**Задание 1**
Продублируйте дословно отрывок статьи о романе Гузель Яхиной между словами «В четвертый раз» и «известны очень хорошо.», включая их.

**Исходный текст**
════

«Эйзен» — новая книга Гузель Яхиной о Сергее Эйзенштейне Писательница верна своей главной теме, трагической истории XX века, но в этот раз находит для нее неожиданный поворот
Вышел роман Гузель Яхиной «Эйзен»: писательница работала над ним в Казахстане, куда уехала в 2023 году. Главный герой книги — Сергей Эйзенштейн. Впрочем, это не традиционная биография знаменитого режиссера, каких много, а скорее текст, созданный по методу самого Эйзенштейна — с помощью монтажа аттракционов. Литературный критик Лиза Биргер рассказывает, как фигура режиссера помогла Яхиной найти новый поворот ее важнейшей темы — травматической истории первой половины XX века.
Четвертый роман Гузель Яхиной, «Эйзен», вышел в России 5 марта. В соцсетях он подвергся беспрецедентному хейту за «антисоветчину», а критика, наоборот, предпочитает о нем помалкивать. Скорее всего, дело не в книге, а в фигуре писательницы. В дебютном романе «Зулейха открывает глаза» Яхина сумела найти слова и героев, чтобы щадяще проговорить не самые приятные страницы советской истории, — и стала любимицей читателей. За минувшие десять лет писательницу возненавидели патриоты, причем за то же самое.
«Эйзен» сложно назвать историческим романом, пусть действие его, как и в других книгах писательницы, тоже в основном происходит в молодой Советской стране. В первую очередь это книга о художнике, живущем в эпоху больших потрясений, и о компромиссах, на которые ему приходится идти. Как несложно догадаться из названия, в центре романа — судьба и жизнь режиссера Сергея Эйзенштейна. Но, конечно, герой этот немного игровой, воображаемый — не столько реальная историческая фигура, сколько фантазия о режиссере Эйзене.
В четвертый раз Яхина пишет о двадцатых годах прошлого века, о травматическом историческом опыте и о том, что мы из этого опыта унаследовали. «Эйзен», однако, становится поворотом темы. Писательница впервые рассказывает не о безымянных жертвах исторических событий, а о человеке, судьба и дела которого нам известны очень хорошо.
Трудно найти героя в советском искусстве XX века, о котором написано больше книг и сказано больше слов, чем о Сергее Эйзенштейне. Он сам о себе много и с удовольствием рассказывал: в мемуарах, публицистике, автобиографических заметках, теоретических трудах, таких как «Мемо» и «Неравнодушная природа». В 1973 году вышел «Эйзенштейн» Виктора Шкловского, довольно безжалостное исследование, написанное в авангардной рубленой манере, близкой стилю самого режиссера.

════

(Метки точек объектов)
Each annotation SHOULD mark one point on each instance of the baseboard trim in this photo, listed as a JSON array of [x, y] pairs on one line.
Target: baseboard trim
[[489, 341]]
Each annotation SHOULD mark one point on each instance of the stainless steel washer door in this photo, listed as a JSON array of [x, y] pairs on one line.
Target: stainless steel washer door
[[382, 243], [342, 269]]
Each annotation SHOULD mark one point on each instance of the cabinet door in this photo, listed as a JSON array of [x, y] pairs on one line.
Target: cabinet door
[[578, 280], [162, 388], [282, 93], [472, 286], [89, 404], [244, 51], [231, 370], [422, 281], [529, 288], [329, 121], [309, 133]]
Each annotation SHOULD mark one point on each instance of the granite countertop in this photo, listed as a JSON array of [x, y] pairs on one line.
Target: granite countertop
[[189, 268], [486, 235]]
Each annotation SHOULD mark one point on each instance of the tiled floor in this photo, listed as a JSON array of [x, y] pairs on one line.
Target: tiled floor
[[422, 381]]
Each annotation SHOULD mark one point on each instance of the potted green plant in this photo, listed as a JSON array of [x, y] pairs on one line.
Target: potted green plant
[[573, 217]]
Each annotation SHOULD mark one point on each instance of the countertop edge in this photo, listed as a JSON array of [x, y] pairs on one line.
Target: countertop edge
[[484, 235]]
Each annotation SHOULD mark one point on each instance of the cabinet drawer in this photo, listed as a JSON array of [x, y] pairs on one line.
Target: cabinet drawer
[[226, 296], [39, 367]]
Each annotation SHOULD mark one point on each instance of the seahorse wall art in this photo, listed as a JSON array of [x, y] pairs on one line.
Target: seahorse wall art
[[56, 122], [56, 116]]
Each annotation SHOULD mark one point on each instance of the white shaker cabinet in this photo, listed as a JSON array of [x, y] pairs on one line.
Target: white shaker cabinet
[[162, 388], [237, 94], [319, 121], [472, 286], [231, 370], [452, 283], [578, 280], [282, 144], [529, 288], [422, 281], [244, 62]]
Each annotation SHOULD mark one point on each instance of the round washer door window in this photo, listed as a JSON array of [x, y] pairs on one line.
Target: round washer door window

════

**Задание 2**
Запишите без изменений строки записей от строки, содержащей «of the round», до конца записей включительно.

**Ответ 1**
В четвертый раз Яхина пишет о двадцатых годах прошлого века, о травматическом историческом опыте и о том, что мы из этого опыта унаследовали. «Эйзен», однако, становится поворотом темы. Писательница впервые рассказывает не о безымянных жертвах исторических событий, а о человеке, судьба и дела которого нам известны очень хорошо.

**Ответ 2**
Each annotation SHOULD mark one point on each instance of the round washer door window in this photo, listed as a JSON array of [x, y] pairs on one line.
Target: round washer door window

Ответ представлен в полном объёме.